= Things to do =
1 > According to the extract on Sri Lanka and the NTJ, why is the island nation a soft target for groups like the Islamic State?
2 > Resume the extract on the Sri Lankan Easter attack investigation from its last sentence.
::: Extract provided :::
Sri Lanka is a majority Buddhist country that came out of a decades-long civil war between Buddhists and Hindus only a decade ago. Christians and Muslims have long been minorities of comparable size that attract little attention from authorities, making the island nation a soft target for groups like the Islamic State.

The Sri Lankan news outlet Ada Derana reported Sunday that the head of NTJ, Mohamed Zahran Hashim, had openly established a terrorist training camp near his mosque. Police found a ten-acre estate in Kattankudy, home to a significant Muslim population and the NTJ’s headquarters, where they say Zahran and his followers experimented with explosives. The estate next to that land, Ada Derana noted, was also owned by a man recently arrested in Saudi Arabia, identified as a cousin of Zahran’s.

The Sri Lankan news agency also reported Monday that new evidence suggested Saudi Arabia had warned Sri Lankan officials of an imminent attack about five days before Easter. In the immediate aftermath of the attack, members of Prime Minister Ranil Wickremesinghe’s cabinet accused President Maithripala Sirisena of having evidence of a jihadist attack plot and not informing them about it. The cabinet members circulated a document they claimed came from Indian intelligence warning of an Easter Sunday plot. Zahran reportedly spent time in India recording jihadist sermons and uploading them to Youtube and Facebook.
::: Record excerpts :::
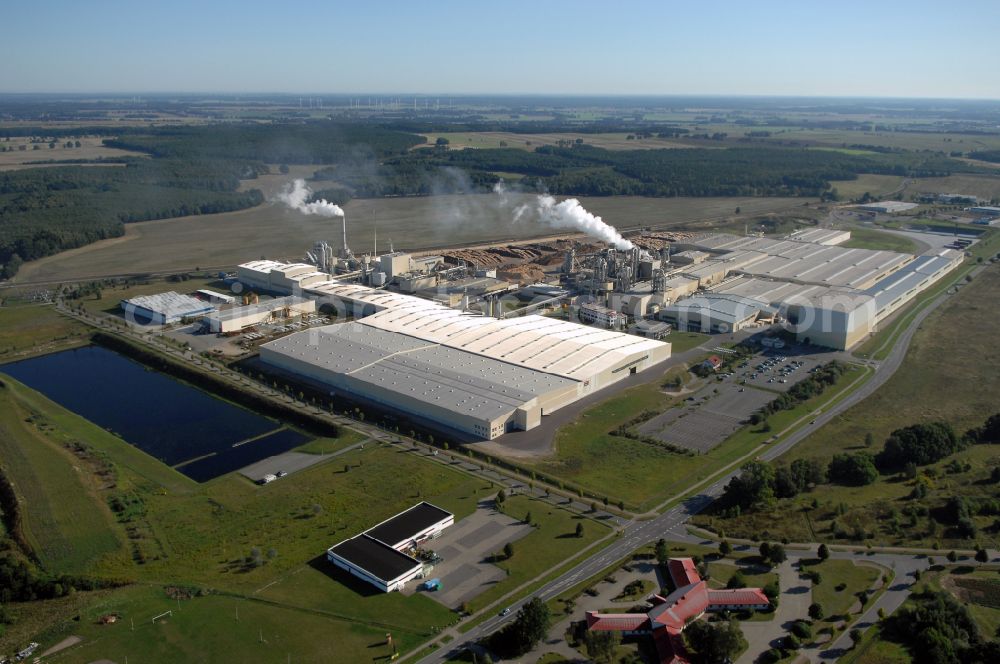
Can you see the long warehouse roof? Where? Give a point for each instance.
(458, 381)
(534, 342)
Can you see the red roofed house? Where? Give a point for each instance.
(669, 615)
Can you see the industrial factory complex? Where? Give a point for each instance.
(450, 344)
(472, 366)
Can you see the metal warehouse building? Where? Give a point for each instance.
(479, 375)
(379, 555)
(239, 318)
(164, 308)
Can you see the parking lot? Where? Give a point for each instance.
(465, 548)
(708, 417)
(777, 372)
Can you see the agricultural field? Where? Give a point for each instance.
(934, 141)
(914, 394)
(609, 141)
(273, 231)
(983, 186)
(876, 185)
(866, 238)
(32, 329)
(90, 148)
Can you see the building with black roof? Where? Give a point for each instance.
(378, 554)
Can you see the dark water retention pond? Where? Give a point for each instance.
(167, 419)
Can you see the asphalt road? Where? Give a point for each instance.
(637, 534)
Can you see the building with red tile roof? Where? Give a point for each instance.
(668, 616)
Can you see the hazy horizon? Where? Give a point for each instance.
(886, 50)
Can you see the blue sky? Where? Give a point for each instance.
(918, 48)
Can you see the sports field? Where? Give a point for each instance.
(218, 627)
(172, 531)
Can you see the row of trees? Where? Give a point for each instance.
(760, 483)
(47, 210)
(937, 629)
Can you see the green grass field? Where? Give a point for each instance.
(841, 580)
(866, 182)
(682, 341)
(864, 238)
(983, 186)
(32, 329)
(206, 629)
(954, 348)
(875, 650)
(194, 534)
(65, 520)
(552, 542)
(644, 475)
(720, 572)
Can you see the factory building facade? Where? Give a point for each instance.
(230, 321)
(164, 308)
(478, 375)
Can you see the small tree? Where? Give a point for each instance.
(816, 611)
(662, 552)
(601, 646)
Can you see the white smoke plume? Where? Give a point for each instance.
(500, 189)
(296, 194)
(570, 214)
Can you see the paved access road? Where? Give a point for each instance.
(672, 523)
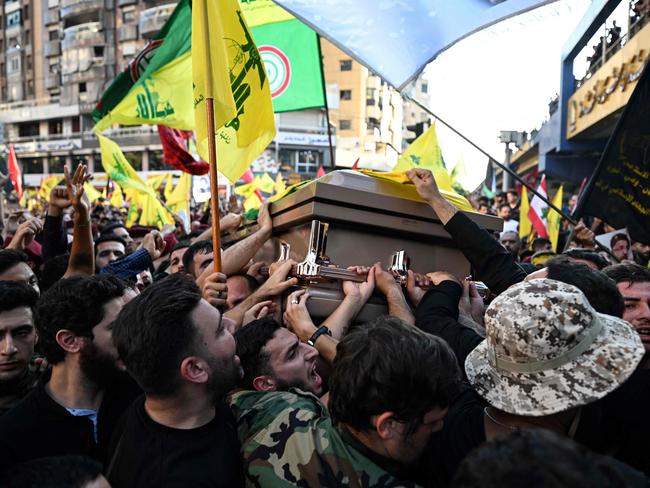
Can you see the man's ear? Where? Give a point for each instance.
(264, 383)
(194, 370)
(385, 425)
(69, 341)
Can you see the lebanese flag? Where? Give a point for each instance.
(538, 210)
(14, 172)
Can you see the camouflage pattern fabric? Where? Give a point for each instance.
(288, 440)
(547, 350)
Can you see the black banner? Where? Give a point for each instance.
(619, 190)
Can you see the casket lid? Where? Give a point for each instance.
(351, 189)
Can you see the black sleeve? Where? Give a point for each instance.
(437, 314)
(55, 240)
(491, 262)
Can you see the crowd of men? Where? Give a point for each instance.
(125, 360)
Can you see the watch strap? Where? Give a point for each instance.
(319, 332)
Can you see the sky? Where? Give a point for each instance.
(501, 78)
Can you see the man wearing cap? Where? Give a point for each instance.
(547, 354)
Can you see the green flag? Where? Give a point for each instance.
(151, 90)
(292, 61)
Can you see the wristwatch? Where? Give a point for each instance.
(319, 332)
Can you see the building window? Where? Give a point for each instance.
(32, 165)
(346, 65)
(14, 66)
(13, 19)
(55, 126)
(308, 161)
(128, 16)
(28, 129)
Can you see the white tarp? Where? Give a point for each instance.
(397, 38)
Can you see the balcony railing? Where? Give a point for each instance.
(71, 8)
(613, 48)
(153, 19)
(88, 34)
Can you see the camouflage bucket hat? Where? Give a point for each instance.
(547, 350)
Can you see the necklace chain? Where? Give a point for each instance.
(487, 413)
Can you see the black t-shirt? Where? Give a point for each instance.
(147, 454)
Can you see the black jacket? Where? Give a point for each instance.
(39, 427)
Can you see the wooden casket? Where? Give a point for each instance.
(347, 218)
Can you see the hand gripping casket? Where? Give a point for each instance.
(345, 219)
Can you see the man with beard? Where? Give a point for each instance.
(73, 409)
(180, 351)
(633, 281)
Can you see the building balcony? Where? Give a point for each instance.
(83, 35)
(72, 8)
(595, 106)
(153, 19)
(52, 16)
(52, 81)
(52, 48)
(127, 33)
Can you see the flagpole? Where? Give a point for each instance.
(327, 110)
(212, 146)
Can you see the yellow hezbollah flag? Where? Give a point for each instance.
(169, 186)
(425, 153)
(554, 219)
(117, 199)
(91, 192)
(227, 67)
(121, 172)
(280, 185)
(400, 177)
(525, 227)
(264, 183)
(47, 185)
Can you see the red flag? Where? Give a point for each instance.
(175, 152)
(538, 210)
(14, 172)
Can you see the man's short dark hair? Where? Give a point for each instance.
(181, 245)
(587, 255)
(251, 341)
(504, 205)
(155, 331)
(10, 258)
(390, 366)
(600, 290)
(539, 458)
(109, 238)
(628, 272)
(53, 472)
(75, 304)
(14, 294)
(53, 270)
(111, 226)
(199, 247)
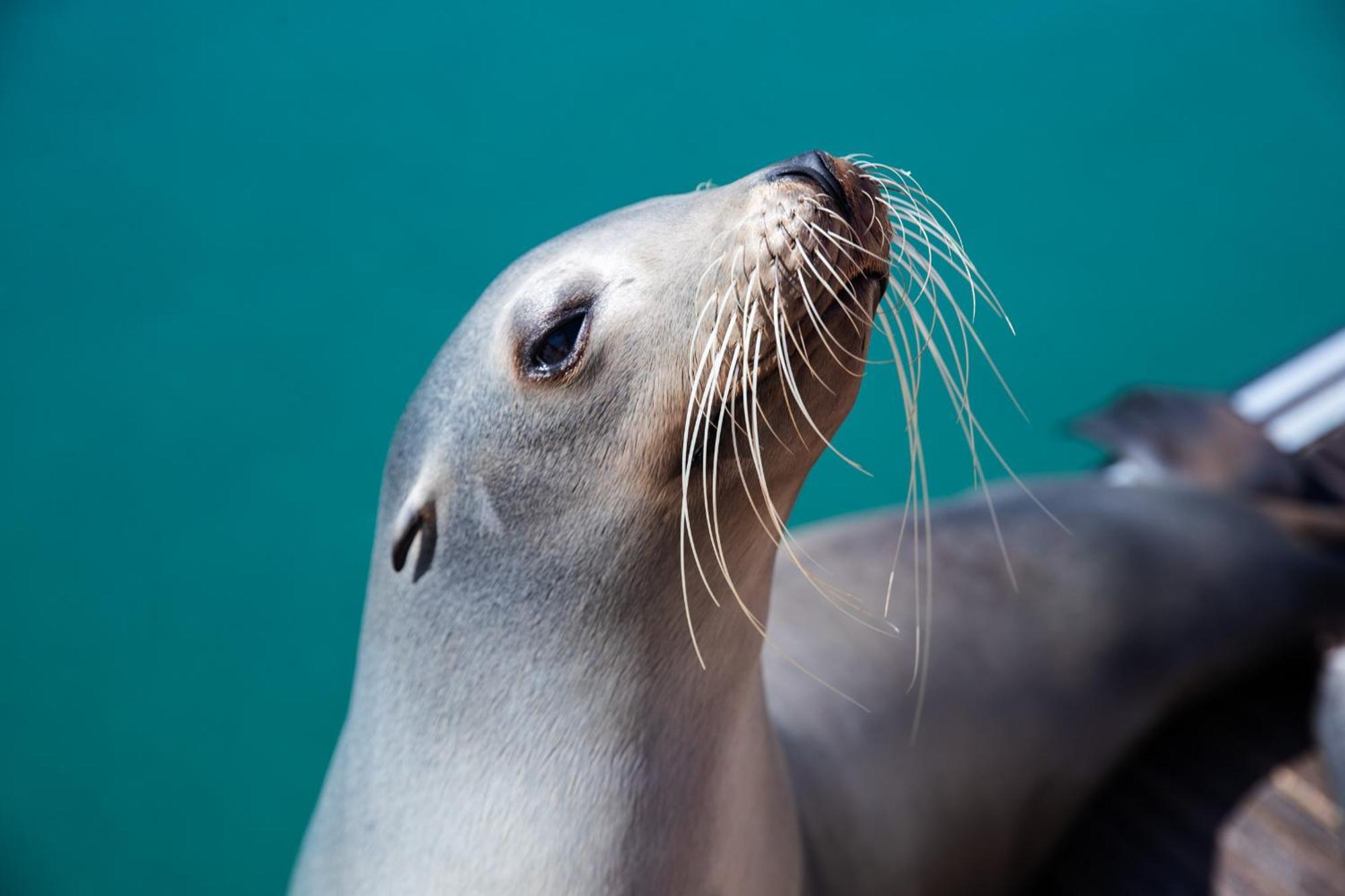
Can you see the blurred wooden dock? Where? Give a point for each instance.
(1230, 799)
:::
= Expected responses =
1 > Christians and Muslims have long been minorities of comparable size in Sri Lanka, and they attract little attention from authorities. That lack of attention makes the country a soft target for groups like the Islamic State.

2 >
Sirisena later claimed that his intelligence officials did not tell him of the alleged plot, either, and fired his police chief and defense secretary.

Sri Lankan police took a week to shut down the NTJ’s headquarters and raided the place just this weekend. Sri Lanka’s Daily Mirror reported Sunday that police arrested a man at the location Sunday and found evidence that jihadists were using the location for “making bombs, testing them, target practice and other illegal activities.”

The person arrested during that raid told police that Mohamed Rilwan Hashim, the brother of the suspected mastermind of the Easter bombing, had trained with his brother and blew up his hand and face on one occasion in 2007, losing several fingers and eyesight in one eye. The Mirror reported that police confirmed through hospital records that the claim was true – a man came to the local hospital with wounds clearly caused by an improvised bomb, received treatment, and was allowed to leave without police being notified of the incident.

Sri Lanka is currently preparing for nationwide elections, which President Sirisena asserted Saturday would go on as planned despite the threat of jihadist attacks.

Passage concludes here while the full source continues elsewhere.